### INSTRUCTIONS FOR THE TASK
Put the material below into a Markdown table with two columns, Row and Content, giving each line its own numbered row. Skip blank lines and leave out the pictures.

### DATASET
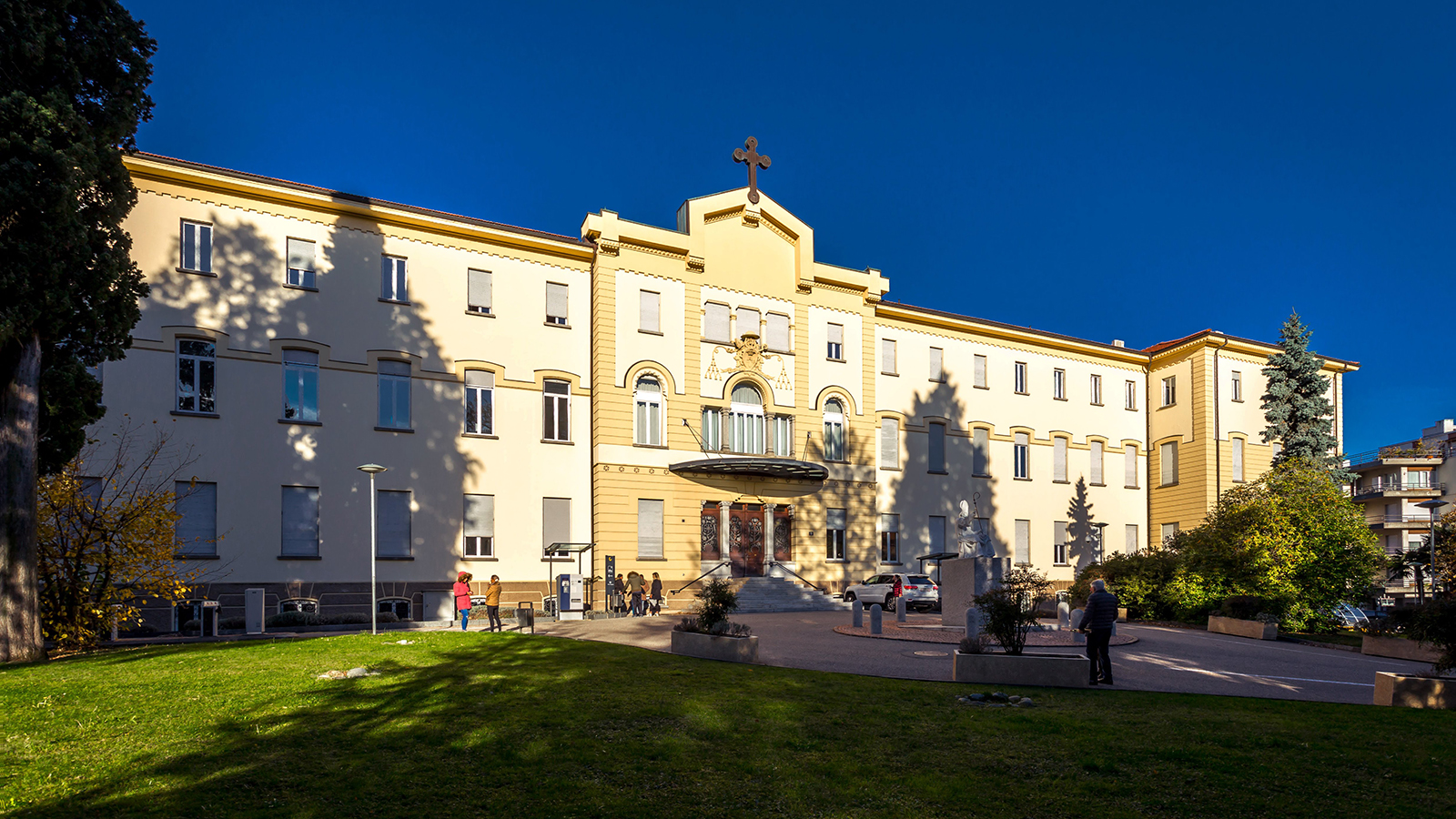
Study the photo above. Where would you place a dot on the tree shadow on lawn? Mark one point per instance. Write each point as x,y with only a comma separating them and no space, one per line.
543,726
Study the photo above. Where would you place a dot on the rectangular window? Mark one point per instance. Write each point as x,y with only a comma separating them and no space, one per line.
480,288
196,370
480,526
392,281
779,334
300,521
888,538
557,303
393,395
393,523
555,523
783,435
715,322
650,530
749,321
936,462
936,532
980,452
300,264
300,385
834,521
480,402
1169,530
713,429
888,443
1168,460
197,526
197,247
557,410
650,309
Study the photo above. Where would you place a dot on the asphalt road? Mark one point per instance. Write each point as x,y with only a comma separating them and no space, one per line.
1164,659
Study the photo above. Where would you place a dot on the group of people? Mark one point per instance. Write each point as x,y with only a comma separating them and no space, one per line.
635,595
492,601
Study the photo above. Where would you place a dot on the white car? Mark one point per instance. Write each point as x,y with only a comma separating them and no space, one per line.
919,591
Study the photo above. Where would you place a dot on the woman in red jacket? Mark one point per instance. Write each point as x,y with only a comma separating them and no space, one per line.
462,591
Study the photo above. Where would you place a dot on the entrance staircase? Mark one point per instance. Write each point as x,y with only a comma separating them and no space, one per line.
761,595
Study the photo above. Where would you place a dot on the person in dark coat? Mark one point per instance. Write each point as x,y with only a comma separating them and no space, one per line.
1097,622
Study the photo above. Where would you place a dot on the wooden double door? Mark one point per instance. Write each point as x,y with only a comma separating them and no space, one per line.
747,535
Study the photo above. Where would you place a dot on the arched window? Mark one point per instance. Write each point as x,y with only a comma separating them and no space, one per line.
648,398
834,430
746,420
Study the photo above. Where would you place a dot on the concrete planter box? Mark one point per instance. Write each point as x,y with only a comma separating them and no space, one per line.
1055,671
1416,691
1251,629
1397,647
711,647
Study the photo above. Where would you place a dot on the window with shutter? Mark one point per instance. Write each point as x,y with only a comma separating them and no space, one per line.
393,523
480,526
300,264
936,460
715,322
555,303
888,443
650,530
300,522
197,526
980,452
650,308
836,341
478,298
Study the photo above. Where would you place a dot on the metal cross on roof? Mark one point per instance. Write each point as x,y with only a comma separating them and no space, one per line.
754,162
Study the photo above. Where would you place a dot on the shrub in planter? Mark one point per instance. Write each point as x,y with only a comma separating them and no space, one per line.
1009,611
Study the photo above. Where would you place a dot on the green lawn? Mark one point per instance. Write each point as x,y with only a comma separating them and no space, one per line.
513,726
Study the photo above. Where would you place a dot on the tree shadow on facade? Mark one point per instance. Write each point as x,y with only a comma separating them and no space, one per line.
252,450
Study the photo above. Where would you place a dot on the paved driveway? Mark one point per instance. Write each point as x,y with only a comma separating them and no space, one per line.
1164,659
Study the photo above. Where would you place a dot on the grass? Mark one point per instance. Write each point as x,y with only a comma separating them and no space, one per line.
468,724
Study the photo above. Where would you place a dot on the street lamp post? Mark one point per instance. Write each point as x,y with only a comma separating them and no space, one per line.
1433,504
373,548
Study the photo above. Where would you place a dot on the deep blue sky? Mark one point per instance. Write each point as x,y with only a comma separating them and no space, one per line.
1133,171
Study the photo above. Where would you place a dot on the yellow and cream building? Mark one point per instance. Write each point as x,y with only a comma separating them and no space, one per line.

### TASK OUTPUT
| Row | Content |
|---|---|
| 1 | Study the photo above. Where would you place a dot on the tree shadow on lawn? Mark one point per instance. Write each point as x,y with only a comma separating them and no space, one per line. |
| 2 | 543,726 |
| 3 | Study the photo above. Where would you place a dot on the rectangular window? Mark one point per instance. Write each point as x,y with only a comma separating them and no space, one per line. |
| 4 | 480,288 |
| 5 | 196,370 |
| 6 | 480,526 |
| 7 | 392,281 |
| 8 | 779,334 |
| 9 | 300,521 |
| 10 | 888,538 |
| 11 | 557,303 |
| 12 | 393,395 |
| 13 | 393,523 |
| 14 | 555,523 |
| 15 | 783,435 |
| 16 | 715,322 |
| 17 | 650,530 |
| 18 | 749,321 |
| 19 | 936,462 |
| 20 | 936,532 |
| 21 | 980,452 |
| 22 | 300,264 |
| 23 | 300,385 |
| 24 | 834,521 |
| 25 | 480,402 |
| 26 | 1169,530 |
| 27 | 713,429 |
| 28 | 888,443 |
| 29 | 1168,460 |
| 30 | 197,526 |
| 31 | 197,247 |
| 32 | 557,410 |
| 33 | 650,309 |
| 34 | Study the photo above. Where would you place a dot on the asphalt road? Mark one point per instance. Write each point as x,y with only a comma separating them and no space, one per line. |
| 35 | 1164,659 |
| 36 | Study the photo above. Where would you place a dot on the group of people? Mark one point per instance. Write each point as x,y with only a comma separating them and no space, one per line. |
| 37 | 635,595 |
| 38 | 492,601 |
| 39 | Study the photo above. Where would you place a dot on the white car? Mark one point per instance. Write each point as x,y with only a comma separating them and no space, one per line. |
| 40 | 919,591 |
| 41 | Study the photo above. Where would you place a dot on the woman in red jacket? Mark one point per instance. Write each point as x,y with only a comma separating them and no space, one per line. |
| 42 | 462,591 |
| 43 | Study the photo above. Where would you place a dot on the entrance staircase? Mark one point per instance. Write each point as x,y with only a comma separating them and no space, one per line. |
| 44 | 761,595 |
| 45 | Study the photo above. Where would you place a dot on the person in dark coat? Mark one point per instance. Write each point as x,y with only a comma separating them and no space, one per line. |
| 46 | 1097,622 |
| 47 | Study the photo above. Where would you place a dot on the wooden double door? Mark one point per instance. Write each point as x,y with only a comma separating them and no space, one per line. |
| 48 | 747,535 |
| 49 | Study the photo above. Where would you place a dot on the arched window? Mark one point per instance. Write each point as x,y with only a comma separating them and no space, one per line. |
| 50 | 648,398 |
| 51 | 834,430 |
| 52 | 746,420 |
| 53 | Study the photo above. Where would you place a dot on the concrete planter box? Mark one point per instance. Write each point as x,y with only a comma separating them and no space, one per line. |
| 54 | 1055,671 |
| 55 | 1416,691 |
| 56 | 1251,629 |
| 57 | 1397,647 |
| 58 | 711,647 |
| 59 | Study the photo above. Where would you place a dot on the window with shutter? Mark one point per instance. Write each point as x,y with only a comma separating them and no space, one per line. |
| 60 | 393,523 |
| 61 | 480,526 |
| 62 | 300,264 |
| 63 | 936,460 |
| 64 | 715,322 |
| 65 | 555,303 |
| 66 | 888,443 |
| 67 | 650,530 |
| 68 | 300,522 |
| 69 | 197,526 |
| 70 | 980,452 |
| 71 | 650,308 |
| 72 | 836,341 |
| 73 | 478,298 |
| 74 | Study the photo above. Where would you place a dot on the metal cross on roof? Mark one point per instance. Write each point as x,y with only a comma separating them and no space, one per line. |
| 75 | 754,162 |
| 76 | Study the photo above. Where would you place a dot on the shrub in planter? Mark one point per instance. Write each point as x,y with only a comma separating them and no space, one per line. |
| 77 | 1009,611 |
| 78 | Study the photo above. Where would you place a dot on the green lawn? Mark one point per instance. Write each point as x,y with only a comma separating them and no space, one per line. |
| 79 | 513,726 |
| 80 | Study the photo above. Where would you place a dot on the tree shadow on facade? Mark one point per instance. Write each point as x,y with only a comma separating them and no space, one per line. |
| 81 | 252,450 |
| 82 | Study the photo above. Where would you place a dot on the paved driveway? Mark one point per instance. Write each point as x,y with only a comma separating them and no space, one per line. |
| 83 | 1164,659 |
| 84 | Study the photo above. Where would you place a dot on the grass? Mark one point per instance. Write each point as x,y with only a comma separating them and no space, one per line. |
| 85 | 468,724 |
| 86 | Study the photo above. Where would you place a dot on the street lamp post? Mark one point per instance. Write each point as x,y with only a comma separating them and no space, one per line. |
| 87 | 1433,504 |
| 88 | 373,548 |
| 89 | Study the photo above. Where would you place a dot on the deep blue sky? Mark one point per instance. Write each point as x,y with only a comma separating them and no space, one per line. |
| 90 | 1133,171 |
| 91 | Study the photo above. Where would you place a dot on the yellow and cream building? Mark one point per instance. Write each point as x,y with only a comma separating them and no space, one per line. |